EXERCISE DESCRIPTION — Exactly reproduce the lines beginning with the line that includes "the small waterfall" and ending with the last line of the data.

MATERIAL —

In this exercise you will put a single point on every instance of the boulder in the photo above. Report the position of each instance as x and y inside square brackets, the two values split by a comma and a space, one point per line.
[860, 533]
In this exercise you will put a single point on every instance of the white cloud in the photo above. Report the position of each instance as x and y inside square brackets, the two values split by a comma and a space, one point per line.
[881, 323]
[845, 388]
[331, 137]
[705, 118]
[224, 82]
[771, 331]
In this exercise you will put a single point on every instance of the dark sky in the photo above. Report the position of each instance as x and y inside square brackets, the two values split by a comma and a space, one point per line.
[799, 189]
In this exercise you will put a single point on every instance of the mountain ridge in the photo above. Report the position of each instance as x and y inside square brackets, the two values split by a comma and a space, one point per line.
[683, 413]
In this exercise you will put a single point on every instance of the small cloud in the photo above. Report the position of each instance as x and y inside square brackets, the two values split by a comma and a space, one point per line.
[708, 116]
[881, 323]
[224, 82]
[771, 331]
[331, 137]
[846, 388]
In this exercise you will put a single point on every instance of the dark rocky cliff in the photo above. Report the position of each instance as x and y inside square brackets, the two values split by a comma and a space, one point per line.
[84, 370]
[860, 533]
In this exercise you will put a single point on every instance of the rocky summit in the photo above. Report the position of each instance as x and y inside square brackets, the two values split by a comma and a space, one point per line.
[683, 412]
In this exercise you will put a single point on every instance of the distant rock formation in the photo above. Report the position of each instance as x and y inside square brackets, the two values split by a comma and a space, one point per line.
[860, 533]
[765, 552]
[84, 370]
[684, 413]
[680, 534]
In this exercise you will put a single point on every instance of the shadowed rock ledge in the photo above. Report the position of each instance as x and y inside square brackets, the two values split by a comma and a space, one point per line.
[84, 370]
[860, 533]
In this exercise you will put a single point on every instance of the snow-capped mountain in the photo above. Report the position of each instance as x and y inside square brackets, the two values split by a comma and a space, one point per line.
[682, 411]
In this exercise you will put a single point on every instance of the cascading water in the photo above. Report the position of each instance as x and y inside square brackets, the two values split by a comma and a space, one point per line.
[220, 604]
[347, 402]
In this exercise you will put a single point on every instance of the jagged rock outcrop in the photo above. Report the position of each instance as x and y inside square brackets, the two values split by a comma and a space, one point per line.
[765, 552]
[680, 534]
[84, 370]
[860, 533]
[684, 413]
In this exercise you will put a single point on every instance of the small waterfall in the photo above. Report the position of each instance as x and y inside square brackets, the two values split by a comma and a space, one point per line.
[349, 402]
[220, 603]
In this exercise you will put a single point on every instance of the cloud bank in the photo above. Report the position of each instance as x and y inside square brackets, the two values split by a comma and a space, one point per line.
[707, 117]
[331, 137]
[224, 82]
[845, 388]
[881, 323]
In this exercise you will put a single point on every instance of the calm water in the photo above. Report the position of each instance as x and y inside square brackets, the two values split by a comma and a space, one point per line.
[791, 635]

IN RESPONSE —
In this exercise you will put a single point on every instance of the small waterfall in the photo above. Report the position of each instance as x and y inside square brackets, the two values split by a comma and a space, one point per line.
[349, 402]
[220, 603]
In this exercise you will put a single point on every instance of the cloud bank in the photo above. Report the position of each instance as x and y inside square brackets, the two values split by a comma and a space, one point per line.
[707, 117]
[331, 137]
[224, 82]
[845, 388]
[881, 323]
In this exercise you will put a single point on every instance of the calm water in the photo above. Report the position of each instance as x and y inside square brackets, the two values split by a comma and a space, one point per line.
[791, 635]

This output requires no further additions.